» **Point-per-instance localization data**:
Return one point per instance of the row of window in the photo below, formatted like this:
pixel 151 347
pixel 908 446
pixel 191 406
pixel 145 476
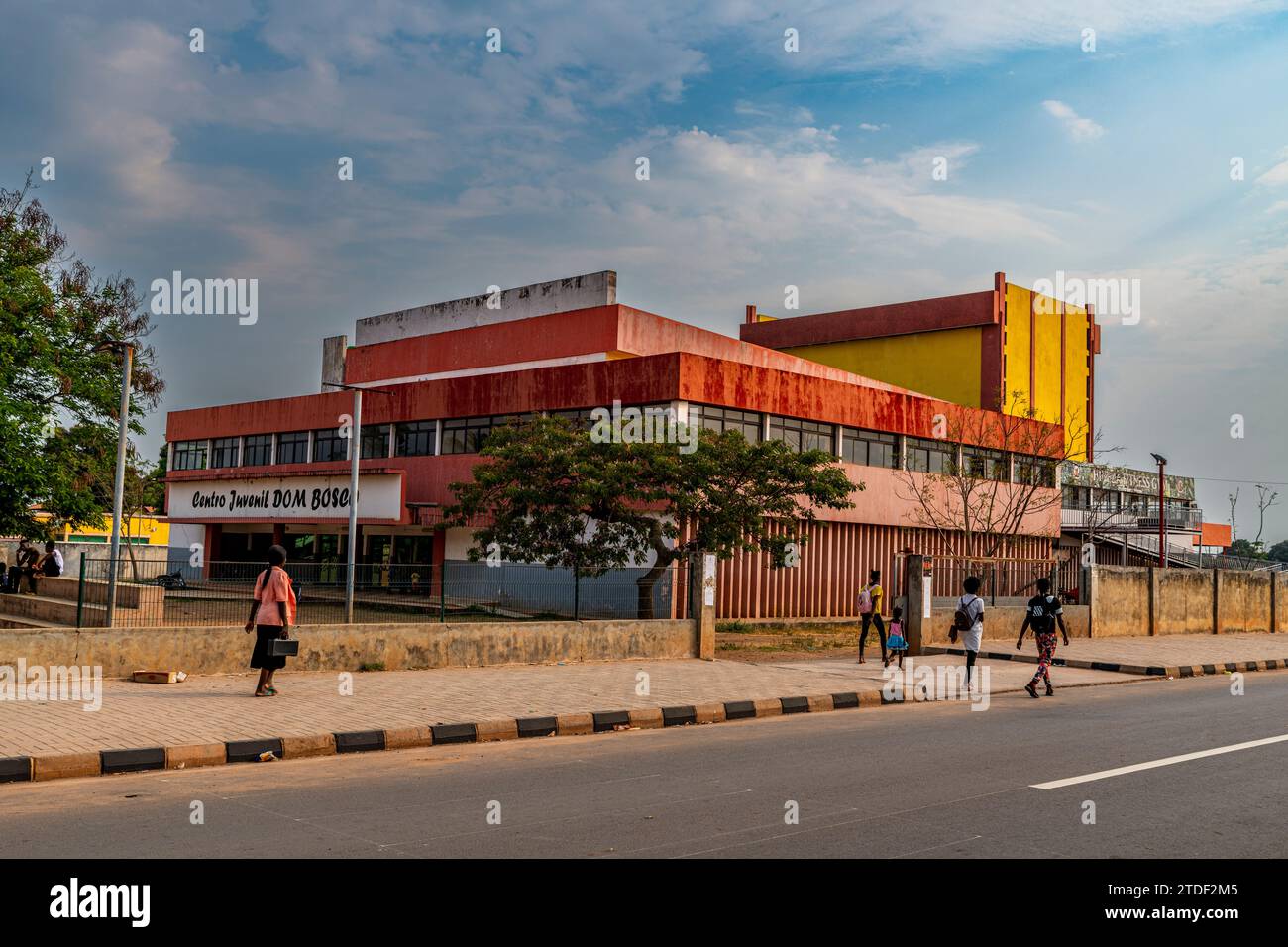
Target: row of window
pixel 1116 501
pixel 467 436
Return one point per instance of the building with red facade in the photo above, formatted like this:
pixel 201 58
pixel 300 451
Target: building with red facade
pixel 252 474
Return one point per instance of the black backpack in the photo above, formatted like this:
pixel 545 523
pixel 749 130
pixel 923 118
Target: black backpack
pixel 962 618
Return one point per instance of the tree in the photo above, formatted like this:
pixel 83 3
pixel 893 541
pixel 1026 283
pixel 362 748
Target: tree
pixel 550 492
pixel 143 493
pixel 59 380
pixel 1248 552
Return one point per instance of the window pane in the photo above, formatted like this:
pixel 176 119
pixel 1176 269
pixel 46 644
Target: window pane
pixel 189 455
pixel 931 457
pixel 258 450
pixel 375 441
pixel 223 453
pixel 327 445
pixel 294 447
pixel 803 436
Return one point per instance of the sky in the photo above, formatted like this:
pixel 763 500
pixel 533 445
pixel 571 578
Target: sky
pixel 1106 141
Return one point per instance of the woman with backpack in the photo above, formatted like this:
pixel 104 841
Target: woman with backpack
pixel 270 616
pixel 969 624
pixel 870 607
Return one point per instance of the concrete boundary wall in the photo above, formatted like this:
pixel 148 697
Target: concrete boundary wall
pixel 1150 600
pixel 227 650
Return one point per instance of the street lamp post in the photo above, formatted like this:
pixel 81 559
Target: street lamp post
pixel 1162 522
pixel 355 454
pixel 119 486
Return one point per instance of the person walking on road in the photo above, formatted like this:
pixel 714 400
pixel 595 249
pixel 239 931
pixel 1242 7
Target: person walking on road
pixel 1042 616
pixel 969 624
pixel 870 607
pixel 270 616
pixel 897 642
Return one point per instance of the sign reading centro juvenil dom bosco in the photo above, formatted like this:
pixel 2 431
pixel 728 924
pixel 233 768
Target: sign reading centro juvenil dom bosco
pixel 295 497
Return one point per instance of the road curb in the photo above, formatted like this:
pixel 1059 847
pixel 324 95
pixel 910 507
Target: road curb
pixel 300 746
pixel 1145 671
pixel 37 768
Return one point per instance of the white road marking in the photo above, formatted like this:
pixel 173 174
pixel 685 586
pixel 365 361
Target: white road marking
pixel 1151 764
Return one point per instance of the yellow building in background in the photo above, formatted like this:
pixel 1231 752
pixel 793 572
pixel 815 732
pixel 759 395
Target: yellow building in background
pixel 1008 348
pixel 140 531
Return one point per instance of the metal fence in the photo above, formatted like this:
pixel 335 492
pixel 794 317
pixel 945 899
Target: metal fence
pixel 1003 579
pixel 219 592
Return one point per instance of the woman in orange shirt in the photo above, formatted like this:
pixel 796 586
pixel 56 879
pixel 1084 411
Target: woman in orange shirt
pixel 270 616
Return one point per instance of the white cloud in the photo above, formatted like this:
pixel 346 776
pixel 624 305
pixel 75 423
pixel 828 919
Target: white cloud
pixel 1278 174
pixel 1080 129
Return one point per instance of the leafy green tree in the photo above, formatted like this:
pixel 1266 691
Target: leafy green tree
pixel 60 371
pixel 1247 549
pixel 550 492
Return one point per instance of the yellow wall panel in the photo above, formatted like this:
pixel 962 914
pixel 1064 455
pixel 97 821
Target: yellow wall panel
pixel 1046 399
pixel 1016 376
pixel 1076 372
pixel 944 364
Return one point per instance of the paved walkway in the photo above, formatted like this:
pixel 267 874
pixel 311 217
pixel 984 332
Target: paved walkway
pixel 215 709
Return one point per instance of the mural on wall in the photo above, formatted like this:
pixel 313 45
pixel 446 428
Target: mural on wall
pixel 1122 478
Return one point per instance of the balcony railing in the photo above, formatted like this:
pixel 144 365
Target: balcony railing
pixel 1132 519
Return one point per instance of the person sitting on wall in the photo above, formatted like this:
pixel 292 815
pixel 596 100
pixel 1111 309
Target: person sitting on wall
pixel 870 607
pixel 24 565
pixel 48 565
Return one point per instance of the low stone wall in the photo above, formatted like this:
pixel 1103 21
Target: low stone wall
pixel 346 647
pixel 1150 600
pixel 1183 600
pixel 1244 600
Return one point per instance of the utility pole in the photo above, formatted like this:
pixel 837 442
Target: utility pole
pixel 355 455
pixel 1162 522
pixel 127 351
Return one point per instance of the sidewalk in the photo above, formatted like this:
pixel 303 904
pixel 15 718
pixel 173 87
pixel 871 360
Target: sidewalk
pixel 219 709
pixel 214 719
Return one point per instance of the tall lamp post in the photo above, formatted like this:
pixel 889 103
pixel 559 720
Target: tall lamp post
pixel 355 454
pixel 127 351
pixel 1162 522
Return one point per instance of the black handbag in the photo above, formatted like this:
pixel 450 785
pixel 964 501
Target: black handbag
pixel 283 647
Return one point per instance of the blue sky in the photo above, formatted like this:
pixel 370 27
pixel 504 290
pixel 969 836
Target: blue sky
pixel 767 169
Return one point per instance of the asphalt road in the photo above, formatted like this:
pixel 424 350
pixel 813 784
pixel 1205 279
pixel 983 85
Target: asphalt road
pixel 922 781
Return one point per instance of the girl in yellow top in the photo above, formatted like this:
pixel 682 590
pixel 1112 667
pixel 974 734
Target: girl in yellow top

» **REQUIRED ACTION**:
Exactly restate the lines from the beginning of the data through the line with "pixel 910 507", and no others, keeping pictures out.

» **ANSWER TO THIS TASK**:
Return one point per instance of the row of window in the photo below, formatted like this:
pixel 151 347
pixel 908 446
pixel 191 406
pixel 145 476
Target: row of window
pixel 1116 501
pixel 467 436
Return one point per instance of the building with red facade in the photo above, formatted like this:
pixel 201 58
pixel 300 451
Target: building with red facade
pixel 252 474
Return one point per instance of the black backpack in the photo above, formatted like this:
pixel 545 523
pixel 749 130
pixel 923 118
Target: black backpack
pixel 962 618
Return one point per instance of the tree in the photo above, formatted like this:
pixel 83 3
pixel 893 541
pixel 1026 283
pixel 362 748
Target: tree
pixel 550 492
pixel 143 493
pixel 59 380
pixel 1248 552
Return one point per instance of the window pane in the photo above, formatted like this:
pixel 176 119
pixel 1176 269
pixel 46 644
Target: window pane
pixel 189 455
pixel 931 457
pixel 258 450
pixel 375 441
pixel 223 453
pixel 327 445
pixel 294 447
pixel 803 436
Return one point per instance of the sky in the photo above, formatted like this:
pixel 763 500
pixel 533 445
pixel 571 578
Target: sky
pixel 1106 141
Return one point per instance of the woman with backpack in the photo above, formatted like this:
pixel 104 841
Target: woman with backpack
pixel 270 616
pixel 969 624
pixel 870 607
Return one point per instance of the concrete boundary wall in the photo above, formatted like this:
pixel 148 697
Target: concrete boundary wall
pixel 1150 600
pixel 227 650
Return one point per instance of the street lamp post in the photo above, formatted like this:
pixel 81 559
Target: street lamp post
pixel 1162 522
pixel 355 454
pixel 119 486
Return one point per instance of the person walking on road in the photo above, formatted like this:
pixel 714 400
pixel 595 249
pixel 239 931
pixel 1242 7
Target: person walking on road
pixel 1042 616
pixel 969 624
pixel 870 607
pixel 270 616
pixel 897 642
Return one point per instance of the sign reading centro juvenil dom bosco in the photo above, formatted like this:
pixel 2 431
pixel 728 924
pixel 233 768
Target: sign reading centro juvenil dom bosco
pixel 295 497
Return one point per instance of the road curb in the photo above, formatted like this:
pixel 1059 847
pixel 324 95
pixel 910 507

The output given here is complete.